## Work request 1
Do the following statements agree with the IAFC mask article? For each, answer yes or no and quote the words of the article that decide it.
(a) Dr. James Augustine recommends putting an N95 mask on the patient.
(b) Chief John Sinclair says social distancing has proven an effective mitigation strategy.
(c) Augustine recommends that nebulizer treatments be done indoors.
## Work request 2
Output the part of the IAFC mask article starting at "Task Force Chair Chief" and ending at "their supply levels.".
## Work request 3
Answer these questions from the IAFC mask article, one line each:
(a) What distance from others does social distancing mean?
(b) Who wrote the article?
(c) Which office is Deputy Section Chief Starlene Black part of?

## Source text
————————

‘We cannot lose our workforce’: IAFC considers surgical masks recommendation

In their weekly webinar, members of the IAFC COVID-19 Task Force provided updated guidelines and advice for members battling the virus


By Rachel Engel 

In this week’s webinar, IAFC Coronavirus Task Force members stressed the importance of PPE supply awareness, and urged local leaders to use good judgment to determine if wearing surgical masks at the station is feasible and necessary.  

Task Force Chair Chief John Sinclair said that while new guidelines from the IAFF and the CDC recommend wearing a surgical mask while at the station, the ability of individual departments to do so hinges on their supply levels.  

Sinclair stressed that social distancing – maintaining a six-foot radius from others – has proven an effective mitigation strategy.  

“It’s going to be down to the local level as it relates to what PPE you have and what your burn rate is,” he said. “If you’ve got enough PPE and can have your folks wear masks in the station, that’s great. Our concern is that there’s not a lot of PPE in the pipeline, and it’s going to be difficult for most folks to wear surgical masks in and around the station.” 

Task force member Dr. James Augustine, FACEP, agrees with Sinclair that wearing masks when possible is the best recommendation per new CDC guidelines, extending to patient interactions.  

“The single most important thing we do to prevent infection is to put a mask on the patient, that is a surgical mask or face cover, not an N95 mask,” Augustine said. In addition, as allergy season ramps up, the doctor recommends that nebulizer treatments be done outside and with emergency personnel standing six feet away from the patient.  

“The droplets that come out as vapor or from the patient coughing, means those are potentially infectious agents,” Augustine said. He also recommends putting a sheet over the patient prior to the procedure, so any droplets from the treatment do not get on the patient’s clothes, and the sheet can then be left at the scene.  

The webinar also included a presentation from U.S. Fire Administrator G. Keith Bryant and Deputy Section Chief Starlene Black of the FEMA Public Assistance Training Office regarding a simplified process for requesting FEMA public assistance grants related to COVID-19.

————————

## Exercise data
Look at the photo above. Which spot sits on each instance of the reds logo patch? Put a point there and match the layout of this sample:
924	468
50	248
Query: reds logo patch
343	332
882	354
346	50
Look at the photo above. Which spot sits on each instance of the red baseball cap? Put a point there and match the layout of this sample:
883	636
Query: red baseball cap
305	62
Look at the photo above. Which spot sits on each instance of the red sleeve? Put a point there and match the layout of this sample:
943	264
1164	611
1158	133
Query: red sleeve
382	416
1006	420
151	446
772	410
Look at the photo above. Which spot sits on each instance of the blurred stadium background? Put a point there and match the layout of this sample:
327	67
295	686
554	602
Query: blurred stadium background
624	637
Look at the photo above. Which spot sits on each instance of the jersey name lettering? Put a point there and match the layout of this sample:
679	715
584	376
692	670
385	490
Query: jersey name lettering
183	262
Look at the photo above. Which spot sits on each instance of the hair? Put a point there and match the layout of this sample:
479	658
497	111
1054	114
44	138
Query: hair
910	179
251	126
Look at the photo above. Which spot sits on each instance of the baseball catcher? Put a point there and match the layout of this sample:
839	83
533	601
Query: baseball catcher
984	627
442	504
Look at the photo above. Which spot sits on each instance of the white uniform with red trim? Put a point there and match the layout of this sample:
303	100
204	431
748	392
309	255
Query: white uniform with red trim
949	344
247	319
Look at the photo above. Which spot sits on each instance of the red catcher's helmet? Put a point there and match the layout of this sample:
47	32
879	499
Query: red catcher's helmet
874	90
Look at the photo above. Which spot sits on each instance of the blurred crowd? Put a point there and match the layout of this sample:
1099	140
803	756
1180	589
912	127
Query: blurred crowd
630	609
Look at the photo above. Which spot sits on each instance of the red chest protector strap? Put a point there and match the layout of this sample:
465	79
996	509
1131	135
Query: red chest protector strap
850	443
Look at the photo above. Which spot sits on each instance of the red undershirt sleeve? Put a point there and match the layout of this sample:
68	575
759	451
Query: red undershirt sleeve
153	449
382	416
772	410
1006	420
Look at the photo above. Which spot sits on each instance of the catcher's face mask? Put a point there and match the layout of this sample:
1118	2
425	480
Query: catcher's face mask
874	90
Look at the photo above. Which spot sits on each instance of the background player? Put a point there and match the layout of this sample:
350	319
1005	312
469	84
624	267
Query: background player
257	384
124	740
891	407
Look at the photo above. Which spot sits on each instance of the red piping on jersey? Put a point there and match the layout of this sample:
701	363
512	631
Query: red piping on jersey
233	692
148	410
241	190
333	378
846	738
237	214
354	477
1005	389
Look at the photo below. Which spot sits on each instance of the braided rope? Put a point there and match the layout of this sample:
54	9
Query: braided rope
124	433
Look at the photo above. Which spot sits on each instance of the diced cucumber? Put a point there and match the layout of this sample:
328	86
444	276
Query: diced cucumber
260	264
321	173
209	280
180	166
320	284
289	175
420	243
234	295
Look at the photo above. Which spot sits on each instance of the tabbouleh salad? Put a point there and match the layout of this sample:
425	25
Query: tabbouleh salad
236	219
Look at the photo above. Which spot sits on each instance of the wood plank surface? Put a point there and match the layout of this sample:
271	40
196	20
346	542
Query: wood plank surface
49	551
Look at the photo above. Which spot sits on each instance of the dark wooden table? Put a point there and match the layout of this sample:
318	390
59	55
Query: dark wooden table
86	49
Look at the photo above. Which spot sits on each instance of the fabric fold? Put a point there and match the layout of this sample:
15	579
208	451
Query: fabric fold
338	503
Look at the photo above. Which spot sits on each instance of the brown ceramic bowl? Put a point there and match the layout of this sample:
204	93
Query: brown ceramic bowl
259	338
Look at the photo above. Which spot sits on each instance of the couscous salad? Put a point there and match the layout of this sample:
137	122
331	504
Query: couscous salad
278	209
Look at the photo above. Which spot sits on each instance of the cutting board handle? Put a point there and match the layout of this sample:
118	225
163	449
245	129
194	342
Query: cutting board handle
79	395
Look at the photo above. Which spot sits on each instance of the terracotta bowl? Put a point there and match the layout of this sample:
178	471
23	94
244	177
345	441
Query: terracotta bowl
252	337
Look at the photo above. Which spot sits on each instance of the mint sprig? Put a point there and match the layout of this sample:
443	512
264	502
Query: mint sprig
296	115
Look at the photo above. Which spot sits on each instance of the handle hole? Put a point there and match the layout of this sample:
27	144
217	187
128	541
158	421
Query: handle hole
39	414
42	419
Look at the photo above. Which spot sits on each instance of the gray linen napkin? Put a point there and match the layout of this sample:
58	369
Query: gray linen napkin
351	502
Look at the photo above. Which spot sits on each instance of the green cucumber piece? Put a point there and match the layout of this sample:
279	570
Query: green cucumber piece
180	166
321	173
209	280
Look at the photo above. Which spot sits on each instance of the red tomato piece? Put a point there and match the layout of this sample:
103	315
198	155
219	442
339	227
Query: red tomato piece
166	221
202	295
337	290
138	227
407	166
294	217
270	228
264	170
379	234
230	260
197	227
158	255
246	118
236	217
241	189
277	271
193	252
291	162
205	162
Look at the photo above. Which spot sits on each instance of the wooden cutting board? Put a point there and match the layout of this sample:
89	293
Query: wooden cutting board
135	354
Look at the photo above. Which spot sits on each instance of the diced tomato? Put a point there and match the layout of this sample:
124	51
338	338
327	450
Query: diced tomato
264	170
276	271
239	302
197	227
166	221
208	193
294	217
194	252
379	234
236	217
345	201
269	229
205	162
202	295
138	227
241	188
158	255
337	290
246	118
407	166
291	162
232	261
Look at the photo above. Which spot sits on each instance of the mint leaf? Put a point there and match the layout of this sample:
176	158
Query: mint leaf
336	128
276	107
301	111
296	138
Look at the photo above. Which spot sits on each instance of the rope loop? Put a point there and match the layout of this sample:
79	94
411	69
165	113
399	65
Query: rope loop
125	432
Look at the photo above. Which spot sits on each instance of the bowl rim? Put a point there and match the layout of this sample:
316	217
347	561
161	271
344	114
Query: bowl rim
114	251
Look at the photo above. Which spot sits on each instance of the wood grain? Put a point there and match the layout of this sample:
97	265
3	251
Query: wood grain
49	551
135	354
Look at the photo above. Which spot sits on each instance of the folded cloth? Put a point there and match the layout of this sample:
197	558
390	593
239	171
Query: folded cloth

————————

## Final answer 1
(a) No: "that is a surgical mask or face cover, not an N95 mask"
(b) Yes: "social distancing – maintaining a six-foot radius from others – has proven an effective mitigation strategy"
(c) No: "the doctor recommends that nebulizer treatments be done outside"

## Final answer 2
Task Force Chair Chief John Sinclair said that while new guidelines from the IAFF and the CDC recommend wearing a surgical mask while at the station, the ability of individual departments to do so hinges on their supply levels.

## Final answer 3
(a) A six-foot radius
(b) Rachel Engel
(c) The FEMA Public Assistance Training Office